[Rows of box annotation data]

## BEGIN

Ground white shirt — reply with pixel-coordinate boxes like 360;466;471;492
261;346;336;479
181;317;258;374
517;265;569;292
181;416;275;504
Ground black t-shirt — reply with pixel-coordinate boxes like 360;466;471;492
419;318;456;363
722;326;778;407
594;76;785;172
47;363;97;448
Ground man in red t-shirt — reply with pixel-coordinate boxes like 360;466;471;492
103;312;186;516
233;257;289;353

## END
## BEGIN

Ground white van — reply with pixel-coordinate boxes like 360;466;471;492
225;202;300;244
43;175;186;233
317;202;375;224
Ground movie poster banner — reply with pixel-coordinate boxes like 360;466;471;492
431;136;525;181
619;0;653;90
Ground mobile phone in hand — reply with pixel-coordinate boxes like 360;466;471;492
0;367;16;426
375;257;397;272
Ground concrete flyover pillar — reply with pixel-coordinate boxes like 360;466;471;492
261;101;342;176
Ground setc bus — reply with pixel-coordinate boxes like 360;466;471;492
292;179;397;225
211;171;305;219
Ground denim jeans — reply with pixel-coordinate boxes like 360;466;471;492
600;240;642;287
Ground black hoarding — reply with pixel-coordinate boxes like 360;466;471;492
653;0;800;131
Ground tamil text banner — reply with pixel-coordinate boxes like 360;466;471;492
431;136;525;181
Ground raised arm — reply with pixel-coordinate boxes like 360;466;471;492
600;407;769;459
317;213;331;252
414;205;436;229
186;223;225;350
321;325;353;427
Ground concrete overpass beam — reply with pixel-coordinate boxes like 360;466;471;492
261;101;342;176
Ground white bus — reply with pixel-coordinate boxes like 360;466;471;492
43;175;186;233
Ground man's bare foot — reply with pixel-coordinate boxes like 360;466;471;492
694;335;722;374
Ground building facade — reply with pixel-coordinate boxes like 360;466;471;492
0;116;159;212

## END

_EXERCISE_.
Copy out everything from "Ground tamil text" down to "0;116;159;212", putting "cement" in place of "concrete" and leaving all else the same.

_SOLUTION TO THIS TASK_.
Ground tamil text banner — reply with pixel-coordinate boxes like 360;466;471;492
431;136;525;181
Ground raised arm — reply with pixel-coordinate boxes like 360;466;471;492
600;407;769;459
317;213;331;252
414;205;436;229
186;223;225;350
321;325;353;427
Ground cement overpass beam — reply with pixel-coordinate boxes like 360;466;471;492
261;101;342;176
Ground white bus — reply with pixel-coordinate boxes like 360;466;471;492
43;175;186;233
Ground man's bare foot — reply with pixel-coordinate boxes like 360;466;471;492
694;335;722;374
Ground building facade — reply with pixel-coordinate boxes like 360;466;471;492
0;116;159;212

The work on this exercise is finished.